Task details:
Answer these questions using the forum thread below.
1. At which event does gelbergirl report having worn a trash bag?
2. What two conditions does gelbergirl say are typical of the area near the bridge?
3. Which color does Flynn Gentry-Taylor hope her Sallys will have?

Excerpted passage:
━━━━━━

My daughter plays soccer and I've never even heard of wearing trash bags under soccer kits - why in the world did they make you do that???! I can see how you might be scarred lol.


----------



## gelbergirl (Jun 9, 2007)

I have worn (with lot of other folks) at the start of the NYC Marathon.
The area near the bridge is typically cold and windy and assembling all the runners takes quite some time. Lots of standing around in shorts, so to break the wind and stay insulated runners use this cheap/disposable item.


----------



## Flynn Gentry-Taylor (Jan 17, 2008)

I LOVE this one!!! So nice, thanks for sharing, hope they have purple at my Sallys!!! What a gret idea!


----------



## jabojenny (Sep 18, 2011)

heatherk said:


> My daughter plays soccer and I've never even heard of wearing trash bags under soccer kits - why in the world did they make you do that???! I can see how you might be scarred lol.


Yes I want to hear this one too.


----------



## jabojenny (Sep 18, 2011)

irnfit said:


> You know the rules.....pictures.


I thought that only meant puppies?!!!:biggrin1:


----------



## Flynn Gentry-Taylor (Jan 17, 2008)

jabojenny said:


> I thought that only meant puppies?!!!:biggrin1:


NOOOOoooooo, it means you in that garbage bag too.ound:


----------



## misstray (Feb 6, 2011)

heatherk said:


> My daughter plays soccer and I've never even heard of wearing trash bags under soccer kits - why in the world did they make you do that???! I can see how you might be scarred lol.

━━━━━━

(Entries on locating named things)
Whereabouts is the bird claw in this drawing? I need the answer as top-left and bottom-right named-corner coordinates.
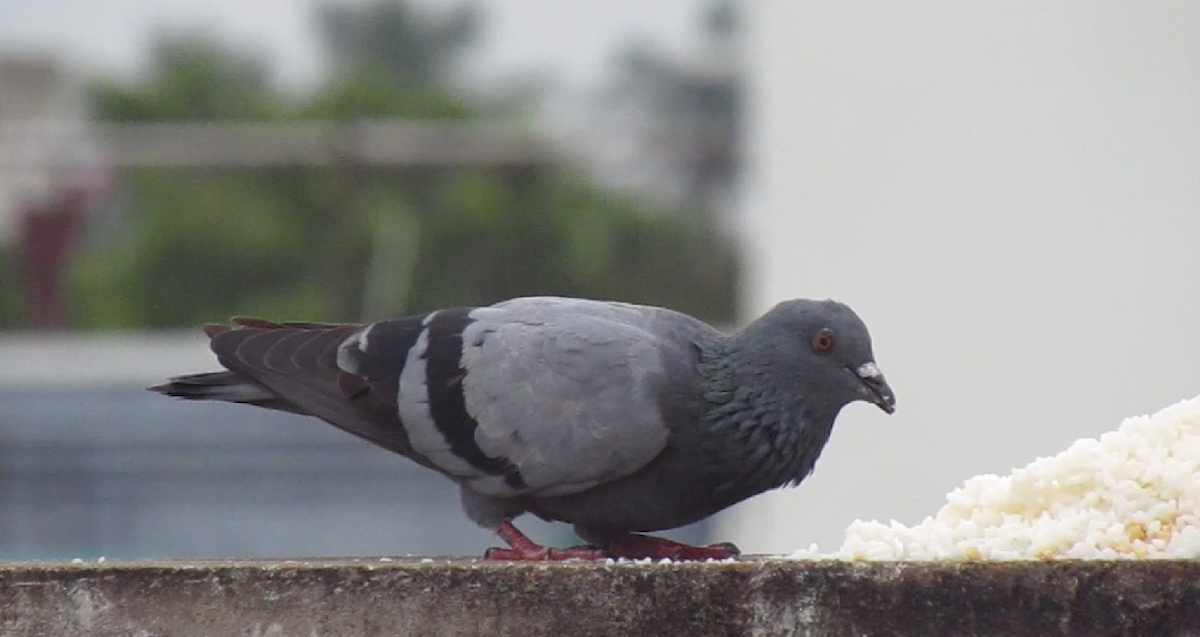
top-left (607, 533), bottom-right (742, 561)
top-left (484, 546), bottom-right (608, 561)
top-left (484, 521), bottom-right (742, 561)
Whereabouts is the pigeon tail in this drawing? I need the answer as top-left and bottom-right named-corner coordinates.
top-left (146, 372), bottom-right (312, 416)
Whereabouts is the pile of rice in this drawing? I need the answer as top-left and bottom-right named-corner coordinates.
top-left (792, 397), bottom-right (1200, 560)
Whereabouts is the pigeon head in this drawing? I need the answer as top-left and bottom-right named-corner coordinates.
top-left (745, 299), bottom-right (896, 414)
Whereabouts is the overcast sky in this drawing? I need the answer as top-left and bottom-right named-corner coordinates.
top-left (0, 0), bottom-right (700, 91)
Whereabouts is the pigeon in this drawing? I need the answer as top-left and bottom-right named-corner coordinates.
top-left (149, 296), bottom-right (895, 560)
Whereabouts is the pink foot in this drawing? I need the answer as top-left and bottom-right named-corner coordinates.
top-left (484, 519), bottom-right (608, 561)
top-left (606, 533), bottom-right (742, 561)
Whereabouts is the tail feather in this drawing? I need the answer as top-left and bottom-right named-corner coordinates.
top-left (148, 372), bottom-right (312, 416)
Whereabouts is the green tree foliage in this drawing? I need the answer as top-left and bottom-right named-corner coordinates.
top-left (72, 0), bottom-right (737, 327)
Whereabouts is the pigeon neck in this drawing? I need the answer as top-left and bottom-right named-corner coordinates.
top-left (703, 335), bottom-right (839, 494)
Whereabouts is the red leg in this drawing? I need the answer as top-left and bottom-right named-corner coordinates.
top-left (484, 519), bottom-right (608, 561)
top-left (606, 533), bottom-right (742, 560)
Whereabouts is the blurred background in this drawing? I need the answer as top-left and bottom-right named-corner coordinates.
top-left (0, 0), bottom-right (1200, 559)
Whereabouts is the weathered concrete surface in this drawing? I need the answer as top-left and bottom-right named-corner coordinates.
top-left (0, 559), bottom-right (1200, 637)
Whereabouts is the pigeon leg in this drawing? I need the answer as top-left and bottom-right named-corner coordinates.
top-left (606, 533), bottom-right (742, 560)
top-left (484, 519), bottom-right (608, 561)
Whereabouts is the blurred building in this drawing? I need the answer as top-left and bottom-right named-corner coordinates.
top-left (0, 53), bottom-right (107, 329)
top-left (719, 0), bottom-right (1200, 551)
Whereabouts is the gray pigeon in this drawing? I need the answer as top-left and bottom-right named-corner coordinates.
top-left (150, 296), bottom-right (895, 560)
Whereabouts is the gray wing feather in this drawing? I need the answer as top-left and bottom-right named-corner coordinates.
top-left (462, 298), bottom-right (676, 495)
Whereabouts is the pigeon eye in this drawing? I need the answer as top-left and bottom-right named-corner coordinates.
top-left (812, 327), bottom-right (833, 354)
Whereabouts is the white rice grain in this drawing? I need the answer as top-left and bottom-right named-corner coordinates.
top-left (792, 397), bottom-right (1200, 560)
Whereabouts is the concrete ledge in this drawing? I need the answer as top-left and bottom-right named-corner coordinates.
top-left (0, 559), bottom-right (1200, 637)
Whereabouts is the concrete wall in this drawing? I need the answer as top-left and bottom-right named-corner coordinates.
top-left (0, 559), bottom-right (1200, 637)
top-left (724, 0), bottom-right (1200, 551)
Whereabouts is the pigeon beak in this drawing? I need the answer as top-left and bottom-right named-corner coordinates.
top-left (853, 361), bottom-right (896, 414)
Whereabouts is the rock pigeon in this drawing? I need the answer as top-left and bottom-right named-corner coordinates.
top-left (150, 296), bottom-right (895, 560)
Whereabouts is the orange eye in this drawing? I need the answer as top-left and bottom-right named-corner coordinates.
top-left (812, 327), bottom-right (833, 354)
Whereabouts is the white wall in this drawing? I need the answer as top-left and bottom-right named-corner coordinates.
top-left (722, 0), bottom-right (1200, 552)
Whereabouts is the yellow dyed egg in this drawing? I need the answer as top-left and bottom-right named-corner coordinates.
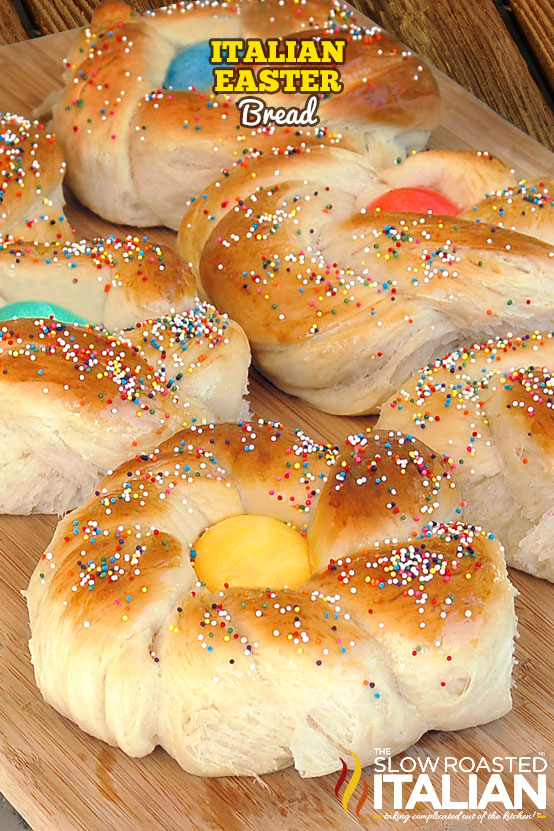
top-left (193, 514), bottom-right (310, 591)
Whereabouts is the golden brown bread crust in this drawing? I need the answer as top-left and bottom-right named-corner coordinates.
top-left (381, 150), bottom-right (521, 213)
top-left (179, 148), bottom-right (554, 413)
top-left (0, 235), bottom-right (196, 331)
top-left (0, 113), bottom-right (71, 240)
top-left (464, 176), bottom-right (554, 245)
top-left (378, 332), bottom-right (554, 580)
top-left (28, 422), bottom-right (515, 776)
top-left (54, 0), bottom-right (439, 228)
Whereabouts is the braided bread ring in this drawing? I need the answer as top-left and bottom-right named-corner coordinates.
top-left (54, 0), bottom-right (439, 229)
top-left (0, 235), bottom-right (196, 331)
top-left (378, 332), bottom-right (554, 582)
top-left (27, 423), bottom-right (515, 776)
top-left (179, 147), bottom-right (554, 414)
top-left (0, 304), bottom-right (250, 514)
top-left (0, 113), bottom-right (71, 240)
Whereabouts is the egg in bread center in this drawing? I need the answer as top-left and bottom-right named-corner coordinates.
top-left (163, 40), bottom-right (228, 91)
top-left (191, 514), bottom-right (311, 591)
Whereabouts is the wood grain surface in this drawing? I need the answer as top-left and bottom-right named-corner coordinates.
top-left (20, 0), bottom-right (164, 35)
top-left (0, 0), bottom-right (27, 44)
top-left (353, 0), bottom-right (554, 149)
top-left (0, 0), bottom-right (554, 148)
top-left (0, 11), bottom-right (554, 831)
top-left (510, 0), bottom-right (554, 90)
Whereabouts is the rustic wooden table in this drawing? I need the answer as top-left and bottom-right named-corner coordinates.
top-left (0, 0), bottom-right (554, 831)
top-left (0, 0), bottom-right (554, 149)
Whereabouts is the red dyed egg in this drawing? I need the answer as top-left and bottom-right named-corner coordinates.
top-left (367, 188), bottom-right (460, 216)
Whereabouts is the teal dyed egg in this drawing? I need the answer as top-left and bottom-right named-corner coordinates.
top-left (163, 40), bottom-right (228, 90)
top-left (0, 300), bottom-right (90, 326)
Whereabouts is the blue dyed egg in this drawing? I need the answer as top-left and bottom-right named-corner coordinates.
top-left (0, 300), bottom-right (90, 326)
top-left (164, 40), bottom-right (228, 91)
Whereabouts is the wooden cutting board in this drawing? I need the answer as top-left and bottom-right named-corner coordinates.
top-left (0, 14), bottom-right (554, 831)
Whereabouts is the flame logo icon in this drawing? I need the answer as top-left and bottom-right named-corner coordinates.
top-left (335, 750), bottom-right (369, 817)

━━━━━━

Response to the task:
1. The start of the NYC Marathon.
2. It is typically cold and windy.
3. Purple.